Miyase İlknur

Millet de yarına bırakır ama yanına bırakmaz

30 Nisan 2022 Cumartesi

Gaziantep’i Twitter üzerinden yöneten Vali Davut Gül, Gezi davası kararından sonra tweet atmış. Vali karar sonrası “Devlet yarına bırakır ama yanına bırakmaz. İyi geceler...” tweetini attı. Size de iyi uykular sayın vali. Unutmayın ki sizin o koltukta oturma süreniz sırtınızı dayadığınız iktidarın ömrü kadardır. 

FETÖ kumpas davaları sırasında da sizin gibi davranan valilerin, kaymakamların, hâkimlerin, savcıların, polis müdürlerinin ve sözde gazetecilerin akıbetini gördük. Bu millet de yarına bırakır ama kimsenin yanına bırakmaz sayın vali. 2023 seçiminde sizin sırtınızı dayadığınız ve yaranmak için çırpındığınız iktidarı millet sandık yoluyla gönderdiğinde de böyle tweet’ler atabilecek misiniz acaba?

..........

▸ **Verilen görev A**
Vali Davut Gül hakkındaki yazıda "30 Nisan 2022" ifadesinden "iktidarın ömrü kadardır." ifadesine kadar olan her şeyi yeniden yaz; "Twitter" adını "X" olarak değiştir.
▸ **Verilen görev B**
Vali Davut Gül hakkındaki yazıya göre vali, hangi davanın kararından sonra tweet atmıştır?
▸ **Verilen görev C**
Vali Davut Gül hakkındaki yazıyı kaldığı yerden devam ettir.
Materyal bu işte hiçbir rol oynamaz.

..........

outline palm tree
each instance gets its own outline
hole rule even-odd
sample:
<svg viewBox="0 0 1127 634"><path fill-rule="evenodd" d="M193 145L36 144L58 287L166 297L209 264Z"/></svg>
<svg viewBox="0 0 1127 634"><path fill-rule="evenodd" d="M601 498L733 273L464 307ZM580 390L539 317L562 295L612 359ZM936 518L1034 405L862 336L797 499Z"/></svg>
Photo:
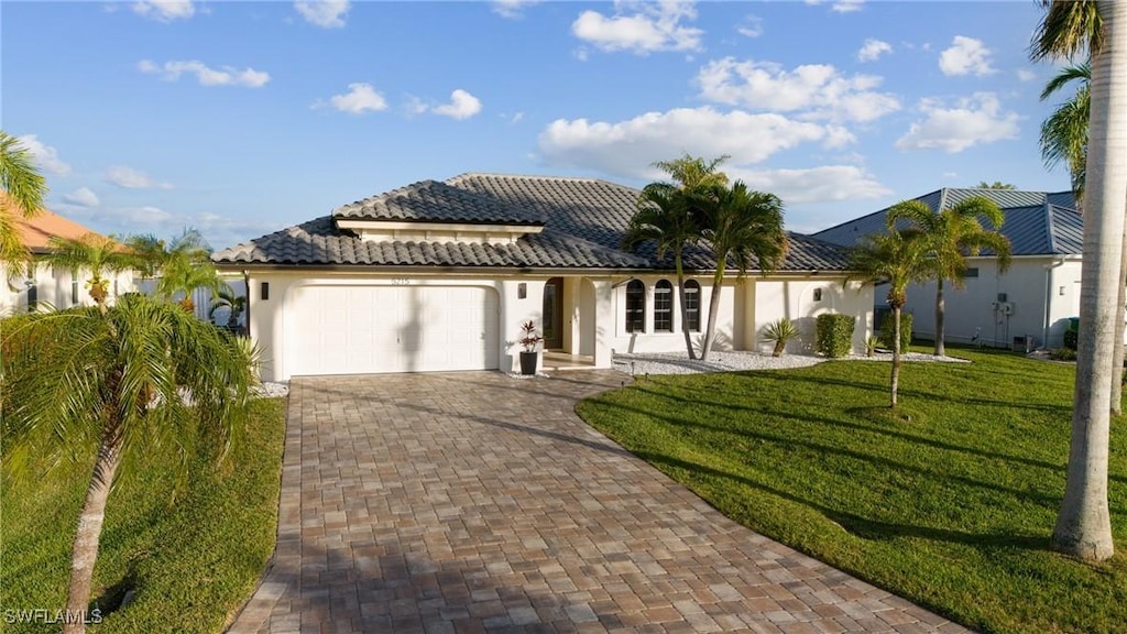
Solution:
<svg viewBox="0 0 1127 634"><path fill-rule="evenodd" d="M233 332L239 327L239 316L247 309L247 297L236 296L234 291L230 288L220 290L215 302L207 310L207 318L214 322L215 312L222 308L230 310L227 316L227 329Z"/></svg>
<svg viewBox="0 0 1127 634"><path fill-rule="evenodd" d="M689 312L685 306L685 270L682 255L685 246L700 239L700 229L690 209L689 195L676 185L650 183L638 196L638 211L630 219L622 248L636 250L642 243L653 240L657 245L657 257L673 253L673 266L677 272L677 296L681 301L681 332L685 335L685 349L690 359L696 359L692 335L689 332Z"/></svg>
<svg viewBox="0 0 1127 634"><path fill-rule="evenodd" d="M48 264L72 273L90 272L87 288L103 312L109 299L109 280L105 275L128 271L133 266L130 252L121 243L99 234L86 234L78 238L53 236L47 240L47 247L51 249L45 257Z"/></svg>
<svg viewBox="0 0 1127 634"><path fill-rule="evenodd" d="M986 229L986 220L995 229L1002 227L1005 215L985 196L974 196L935 213L920 201L904 201L893 205L886 217L888 227L898 221L907 221L923 236L923 248L931 279L935 280L935 354L947 353L943 345L943 283L950 280L957 289L964 287L962 276L967 272L967 256L975 256L983 249L991 249L997 256L1000 271L1010 266L1010 240L995 230Z"/></svg>
<svg viewBox="0 0 1127 634"><path fill-rule="evenodd" d="M211 262L211 249L198 231L186 229L172 240L160 256L157 294L167 299L179 297L179 303L188 312L195 311L192 293L196 289L207 289L212 296L230 291ZM183 297L180 297L183 294Z"/></svg>
<svg viewBox="0 0 1127 634"><path fill-rule="evenodd" d="M25 262L27 248L16 228L15 214L33 218L43 209L47 183L19 140L0 130L0 264Z"/></svg>
<svg viewBox="0 0 1127 634"><path fill-rule="evenodd" d="M1072 439L1055 548L1091 561L1115 553L1108 511L1108 450L1115 340L1122 338L1127 192L1127 5L1044 0L1047 12L1032 58L1091 59L1091 105L1084 184L1084 274L1077 342Z"/></svg>
<svg viewBox="0 0 1127 634"><path fill-rule="evenodd" d="M1084 199L1084 165L1088 159L1088 118L1092 100L1092 65L1084 61L1070 64L1056 74L1045 89L1041 100L1057 94L1065 86L1079 81L1076 94L1057 106L1041 123L1041 160L1049 169L1064 162L1068 167L1073 196L1076 204Z"/></svg>
<svg viewBox="0 0 1127 634"><path fill-rule="evenodd" d="M669 175L684 191L712 187L716 185L727 185L728 175L717 171L720 165L728 160L728 155L704 160L702 157L694 157L685 153L681 158L673 160L659 160L654 167L662 169Z"/></svg>
<svg viewBox="0 0 1127 634"><path fill-rule="evenodd" d="M888 307L893 309L893 370L889 378L891 408L896 410L900 381L900 311L908 301L908 285L929 278L924 234L919 229L866 236L850 252L850 275L854 280L888 284Z"/></svg>
<svg viewBox="0 0 1127 634"><path fill-rule="evenodd" d="M252 352L179 307L144 296L125 296L113 307L11 317L0 346L6 469L19 475L32 452L96 456L66 599L69 614L86 614L119 467L144 460L157 443L180 448L185 465L196 447L213 448L221 460L247 416ZM83 631L81 622L63 627Z"/></svg>
<svg viewBox="0 0 1127 634"><path fill-rule="evenodd" d="M774 194L748 190L740 180L731 187L712 185L696 199L701 239L716 259L712 293L709 298L708 328L701 360L707 361L716 341L716 317L720 310L720 289L729 265L743 276L752 267L752 258L762 273L779 267L787 253L787 234L782 229L782 201Z"/></svg>

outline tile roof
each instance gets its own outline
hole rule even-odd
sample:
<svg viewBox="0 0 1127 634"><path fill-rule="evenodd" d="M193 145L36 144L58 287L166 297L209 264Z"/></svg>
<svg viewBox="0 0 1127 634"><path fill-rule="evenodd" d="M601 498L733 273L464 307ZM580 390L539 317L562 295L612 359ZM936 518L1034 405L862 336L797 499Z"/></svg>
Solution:
<svg viewBox="0 0 1127 634"><path fill-rule="evenodd" d="M7 201L7 194L0 192L0 202ZM32 253L47 253L47 243L52 237L80 238L87 234L97 234L88 227L83 227L69 218L63 218L57 213L41 209L34 218L24 218L21 213L12 209L5 209L5 213L14 217L14 223L24 246Z"/></svg>
<svg viewBox="0 0 1127 634"><path fill-rule="evenodd" d="M1024 192L1018 190L943 188L915 200L933 211L958 204L971 196L993 200L1005 215L1002 235L1010 239L1013 255L1080 255L1083 219L1073 206L1072 192ZM866 235L885 230L888 209L814 234L829 243L853 246Z"/></svg>
<svg viewBox="0 0 1127 634"><path fill-rule="evenodd" d="M221 250L213 258L228 265L672 268L672 256L658 259L653 244L642 245L637 253L619 247L638 194L638 190L591 178L463 174L445 183L427 180L344 205L331 217ZM397 213L400 215L393 215ZM337 229L335 220L341 218L526 222L541 223L544 229L498 245L364 241ZM843 271L846 264L841 247L791 234L780 270ZM709 271L715 265L706 248L685 253L687 270Z"/></svg>
<svg viewBox="0 0 1127 634"><path fill-rule="evenodd" d="M337 208L334 218L414 220L420 222L470 222L490 224L543 224L536 210L506 204L492 196L423 180Z"/></svg>

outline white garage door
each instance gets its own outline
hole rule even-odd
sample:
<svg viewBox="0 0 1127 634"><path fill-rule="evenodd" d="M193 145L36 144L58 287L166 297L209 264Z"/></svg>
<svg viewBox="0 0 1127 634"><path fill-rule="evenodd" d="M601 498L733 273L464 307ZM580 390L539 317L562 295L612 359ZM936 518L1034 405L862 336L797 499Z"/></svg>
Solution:
<svg viewBox="0 0 1127 634"><path fill-rule="evenodd" d="M492 370L498 305L480 287L301 287L291 375Z"/></svg>

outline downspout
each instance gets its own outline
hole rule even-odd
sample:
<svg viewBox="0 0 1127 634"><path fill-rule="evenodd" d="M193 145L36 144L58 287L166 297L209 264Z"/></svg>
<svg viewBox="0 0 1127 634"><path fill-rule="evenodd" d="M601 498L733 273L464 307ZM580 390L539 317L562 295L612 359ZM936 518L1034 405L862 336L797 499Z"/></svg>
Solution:
<svg viewBox="0 0 1127 634"><path fill-rule="evenodd" d="M250 271L242 272L242 290L247 293L247 338L254 341L250 336Z"/></svg>
<svg viewBox="0 0 1127 634"><path fill-rule="evenodd" d="M1049 262L1049 265L1046 266L1046 272L1045 272L1045 329L1044 329L1044 337L1041 338L1041 346L1045 347L1045 350L1048 350L1048 347L1049 347L1049 328L1051 327L1051 324L1049 324L1049 319L1053 318L1053 287L1056 285L1056 284L1053 283L1054 282L1054 280L1053 280L1053 272L1056 271L1057 268L1064 266L1064 262L1065 262L1065 259L1062 257L1061 259L1056 261L1055 263L1054 262Z"/></svg>

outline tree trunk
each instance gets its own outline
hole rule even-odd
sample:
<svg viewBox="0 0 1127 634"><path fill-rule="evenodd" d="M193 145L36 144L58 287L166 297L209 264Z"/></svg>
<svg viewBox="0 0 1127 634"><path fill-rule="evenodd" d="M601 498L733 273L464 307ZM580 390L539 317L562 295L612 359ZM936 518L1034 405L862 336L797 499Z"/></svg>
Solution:
<svg viewBox="0 0 1127 634"><path fill-rule="evenodd" d="M712 276L712 292L708 299L708 329L704 331L704 350L701 351L701 361L708 361L708 355L712 352L712 342L716 340L716 316L720 311L720 284L724 282L725 262L717 263L717 273Z"/></svg>
<svg viewBox="0 0 1127 634"><path fill-rule="evenodd" d="M122 460L121 435L116 430L105 432L98 458L94 463L94 474L90 487L82 503L82 514L78 521L78 532L71 549L70 591L66 596L66 623L63 634L82 634L86 632L85 619L90 605L90 590L94 582L94 564L98 558L98 540L101 537L101 525L106 519L106 499L109 487L114 484L114 474Z"/></svg>
<svg viewBox="0 0 1127 634"><path fill-rule="evenodd" d="M1053 547L1089 561L1115 553L1108 511L1111 360L1127 203L1127 2L1098 2L1103 50L1092 59L1084 267L1072 440Z"/></svg>
<svg viewBox="0 0 1127 634"><path fill-rule="evenodd" d="M896 393L900 388L900 307L893 306L893 371L889 379L891 408L896 411Z"/></svg>
<svg viewBox="0 0 1127 634"><path fill-rule="evenodd" d="M943 346L943 315L946 309L947 303L943 301L943 279L940 278L935 282L935 356L947 354L947 349Z"/></svg>
<svg viewBox="0 0 1127 634"><path fill-rule="evenodd" d="M685 309L685 270L681 265L681 249L673 252L673 264L677 267L677 297L681 300L681 332L685 334L685 350L689 351L689 359L696 359L696 351L693 350L693 336L689 333L689 311ZM700 318L700 293L696 294L696 316Z"/></svg>

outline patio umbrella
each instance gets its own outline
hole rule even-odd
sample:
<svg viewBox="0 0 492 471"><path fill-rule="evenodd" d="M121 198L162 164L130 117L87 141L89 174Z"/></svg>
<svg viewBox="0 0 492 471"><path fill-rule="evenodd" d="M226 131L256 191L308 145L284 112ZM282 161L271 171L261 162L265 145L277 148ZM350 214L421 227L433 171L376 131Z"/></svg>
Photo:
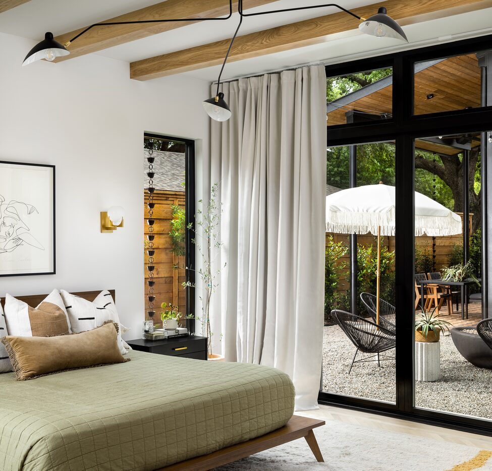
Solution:
<svg viewBox="0 0 492 471"><path fill-rule="evenodd" d="M461 233L461 218L436 201L415 192L415 236ZM377 236L376 323L379 324L381 236L395 235L395 187L365 185L326 197L326 231Z"/></svg>

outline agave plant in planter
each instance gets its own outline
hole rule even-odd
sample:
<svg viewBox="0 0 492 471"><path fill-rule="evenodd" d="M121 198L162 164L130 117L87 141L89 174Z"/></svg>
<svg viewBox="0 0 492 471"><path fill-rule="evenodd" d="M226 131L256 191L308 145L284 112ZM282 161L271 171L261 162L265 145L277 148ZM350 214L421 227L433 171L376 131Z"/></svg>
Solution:
<svg viewBox="0 0 492 471"><path fill-rule="evenodd" d="M452 324L435 315L435 308L429 312L425 309L415 321L416 342L439 342L441 331L449 332Z"/></svg>
<svg viewBox="0 0 492 471"><path fill-rule="evenodd" d="M165 329L171 330L178 328L178 323L181 318L181 313L178 311L177 306L173 306L171 303L162 303L160 307L165 310L160 313L160 320L162 321L162 327ZM168 308L169 309L166 309Z"/></svg>

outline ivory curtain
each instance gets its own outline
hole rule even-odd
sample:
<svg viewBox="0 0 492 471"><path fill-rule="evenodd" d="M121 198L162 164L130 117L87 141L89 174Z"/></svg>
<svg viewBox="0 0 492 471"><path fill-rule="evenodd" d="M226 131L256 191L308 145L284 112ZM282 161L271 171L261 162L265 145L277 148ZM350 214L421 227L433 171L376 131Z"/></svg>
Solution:
<svg viewBox="0 0 492 471"><path fill-rule="evenodd" d="M288 373L296 410L315 408L323 326L324 68L241 79L223 91L232 116L212 122L204 165L204 194L218 183L223 209L223 245L212 256L217 269L226 264L212 300L214 343L227 360Z"/></svg>

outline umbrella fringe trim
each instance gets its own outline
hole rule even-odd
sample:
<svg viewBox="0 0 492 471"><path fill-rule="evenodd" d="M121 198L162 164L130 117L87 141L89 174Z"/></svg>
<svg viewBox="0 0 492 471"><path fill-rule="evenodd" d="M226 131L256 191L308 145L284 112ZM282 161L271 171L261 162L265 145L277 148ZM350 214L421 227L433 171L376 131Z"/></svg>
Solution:
<svg viewBox="0 0 492 471"><path fill-rule="evenodd" d="M373 213L341 213L328 210L326 211L326 232L342 234L367 234L375 236L377 228L381 236L395 235L394 210L385 214ZM416 236L442 237L462 233L462 224L449 217L416 216Z"/></svg>

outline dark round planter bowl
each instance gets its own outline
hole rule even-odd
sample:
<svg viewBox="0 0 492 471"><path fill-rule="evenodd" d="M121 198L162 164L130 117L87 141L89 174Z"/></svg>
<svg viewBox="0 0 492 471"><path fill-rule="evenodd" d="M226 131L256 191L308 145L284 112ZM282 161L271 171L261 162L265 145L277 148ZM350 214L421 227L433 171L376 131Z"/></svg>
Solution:
<svg viewBox="0 0 492 471"><path fill-rule="evenodd" d="M451 337L455 346L472 365L480 368L492 370L492 349L487 346L477 334L463 331L467 329L476 329L476 326L451 329Z"/></svg>

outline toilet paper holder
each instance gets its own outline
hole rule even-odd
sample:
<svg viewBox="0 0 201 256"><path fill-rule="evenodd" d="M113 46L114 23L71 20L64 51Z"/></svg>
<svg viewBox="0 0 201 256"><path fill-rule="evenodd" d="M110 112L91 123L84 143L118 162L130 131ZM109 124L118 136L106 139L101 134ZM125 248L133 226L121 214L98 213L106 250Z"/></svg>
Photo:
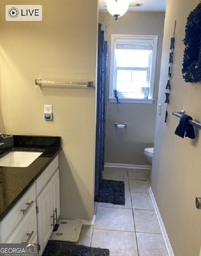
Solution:
<svg viewBox="0 0 201 256"><path fill-rule="evenodd" d="M114 126L117 126L117 127L118 127L118 124L119 124L118 123L115 123L114 124ZM123 126L124 127L127 127L128 125L127 123L124 123L123 124Z"/></svg>

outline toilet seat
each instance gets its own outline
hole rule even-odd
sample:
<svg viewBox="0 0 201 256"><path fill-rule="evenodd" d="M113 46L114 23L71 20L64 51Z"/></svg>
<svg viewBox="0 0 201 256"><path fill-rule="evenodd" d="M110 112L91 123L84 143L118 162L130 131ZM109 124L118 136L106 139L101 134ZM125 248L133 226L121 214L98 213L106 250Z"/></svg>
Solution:
<svg viewBox="0 0 201 256"><path fill-rule="evenodd" d="M144 148L144 150L145 152L148 154L150 154L150 155L153 155L154 154L153 148Z"/></svg>

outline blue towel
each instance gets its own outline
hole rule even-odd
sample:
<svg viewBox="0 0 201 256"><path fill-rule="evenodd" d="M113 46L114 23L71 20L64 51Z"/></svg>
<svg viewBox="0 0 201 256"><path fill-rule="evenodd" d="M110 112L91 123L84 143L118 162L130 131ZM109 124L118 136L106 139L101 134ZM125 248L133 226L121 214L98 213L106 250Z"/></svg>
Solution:
<svg viewBox="0 0 201 256"><path fill-rule="evenodd" d="M182 115L179 120L179 123L176 128L175 134L183 138L188 137L190 139L194 139L195 137L193 125L188 123L188 120L192 120L191 116L186 114Z"/></svg>

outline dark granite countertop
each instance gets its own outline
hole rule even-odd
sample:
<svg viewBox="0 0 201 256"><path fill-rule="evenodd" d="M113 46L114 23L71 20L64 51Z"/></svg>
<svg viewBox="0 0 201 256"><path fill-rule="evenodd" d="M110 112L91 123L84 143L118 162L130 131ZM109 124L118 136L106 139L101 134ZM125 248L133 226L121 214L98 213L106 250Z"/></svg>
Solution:
<svg viewBox="0 0 201 256"><path fill-rule="evenodd" d="M61 150L59 136L13 137L14 147L0 151L0 158L16 150L43 153L27 167L0 166L0 221Z"/></svg>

..........

▸ **Çıktı A**
30 Nisan 2022 Cumartesi

Gaziantep’i X üzerinden yöneten Vali Davut Gül, Gezi davası kararından sonra tweet atmış. Vali karar sonrası “Devlet yarına bırakır ama yanına bırakmaz. İyi geceler...” tweetini attı. Size de iyi uykular sayın vali. Unutmayın ki sizin o koltukta oturma süreniz sırtınızı dayadığınız iktidarın ömrü kadardır.

▸ **Çıktı B**
Gezi davası kararından sonra.

▸ **Çıktı C**
Gaziantep’te üç yıl önce Fransa Cumhurbaşkanı Macron’u protesto için sokaklara dökülen ve “Hilafet isteriz” sloganları atan Suriyeliler için “Suriyeliler de diğer Müslümanlar gibi bu olayı protesto etmiştir. Hilafet isteği gösterisi söz konusu değildir” açıklaması yapmıştınız. 

Demek ki sizin mantığınıza göre anayasal bir hak olan gösteri yapma hakkı, ancak sığınmacılar ve dini konular söz konusu olunca geçerlidir.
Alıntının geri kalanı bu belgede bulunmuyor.